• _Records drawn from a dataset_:
-------
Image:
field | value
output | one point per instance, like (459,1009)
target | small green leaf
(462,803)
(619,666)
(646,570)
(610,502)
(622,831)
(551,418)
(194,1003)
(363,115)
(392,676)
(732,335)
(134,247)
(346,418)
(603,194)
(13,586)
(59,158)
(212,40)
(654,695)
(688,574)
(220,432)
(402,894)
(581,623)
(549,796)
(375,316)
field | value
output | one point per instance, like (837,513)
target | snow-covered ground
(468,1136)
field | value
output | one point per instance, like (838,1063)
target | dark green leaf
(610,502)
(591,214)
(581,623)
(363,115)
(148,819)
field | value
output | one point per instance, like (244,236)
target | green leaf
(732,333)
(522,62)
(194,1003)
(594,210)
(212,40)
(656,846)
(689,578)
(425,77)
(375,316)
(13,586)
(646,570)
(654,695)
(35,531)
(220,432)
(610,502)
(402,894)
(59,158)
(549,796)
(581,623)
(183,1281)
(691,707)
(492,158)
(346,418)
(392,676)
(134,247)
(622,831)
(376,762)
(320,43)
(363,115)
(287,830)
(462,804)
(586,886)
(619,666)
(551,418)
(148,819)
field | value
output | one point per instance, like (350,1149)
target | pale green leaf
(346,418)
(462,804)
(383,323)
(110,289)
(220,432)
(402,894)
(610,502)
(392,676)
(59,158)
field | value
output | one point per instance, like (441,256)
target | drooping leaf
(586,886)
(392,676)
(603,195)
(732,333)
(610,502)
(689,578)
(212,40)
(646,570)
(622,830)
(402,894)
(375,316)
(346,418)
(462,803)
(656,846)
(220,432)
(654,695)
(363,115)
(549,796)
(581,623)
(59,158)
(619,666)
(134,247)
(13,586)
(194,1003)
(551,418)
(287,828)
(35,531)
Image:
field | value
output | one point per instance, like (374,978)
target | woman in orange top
-------
• _What to work on_: Word for word, give back all the lines above.

• _Exercise result_:
Image:
field | value
output | one point per instance, like (459,1009)
target | small green leaf
(462,803)
(619,666)
(646,570)
(610,502)
(622,831)
(551,418)
(194,1003)
(363,115)
(392,676)
(732,335)
(134,247)
(346,418)
(603,194)
(13,586)
(59,158)
(212,40)
(654,695)
(688,574)
(220,432)
(402,894)
(581,623)
(549,796)
(375,316)
field | value
output | one point per instance, like (837,513)
target | snow-covered ground
(468,1136)
field | value
output | one point per instance, like (838,1063)
target | dark green leaf
(610,502)
(591,214)
(581,623)
(363,115)
(148,819)
field | value
output | one point per instance, like (244,236)
target | green leaf
(732,333)
(522,62)
(194,1003)
(594,210)
(212,40)
(656,846)
(689,578)
(425,77)
(375,316)
(13,586)
(646,570)
(654,695)
(35,531)
(220,432)
(610,502)
(402,894)
(59,158)
(549,796)
(581,623)
(183,1281)
(691,707)
(492,158)
(346,418)
(392,676)
(134,247)
(622,831)
(376,762)
(320,43)
(363,115)
(287,830)
(462,804)
(586,886)
(619,666)
(551,418)
(148,819)
field | value
output | one point per instance, like (350,1149)
target | pale green leaf
(346,418)
(462,804)
(383,323)
(110,289)
(220,432)
(402,894)
(610,502)
(392,676)
(59,158)
field | value
output | one point per instance, like (441,256)
target | drooping leaf
(586,886)
(392,676)
(603,195)
(732,333)
(610,502)
(689,578)
(212,40)
(646,570)
(622,830)
(402,894)
(375,316)
(346,418)
(462,803)
(656,846)
(220,432)
(654,695)
(363,115)
(549,796)
(581,623)
(59,158)
(619,666)
(134,247)
(13,586)
(194,1003)
(551,418)
(287,828)
(35,531)
Image:
field | value
output | one point per instance, like (374,978)
target | woman in orange top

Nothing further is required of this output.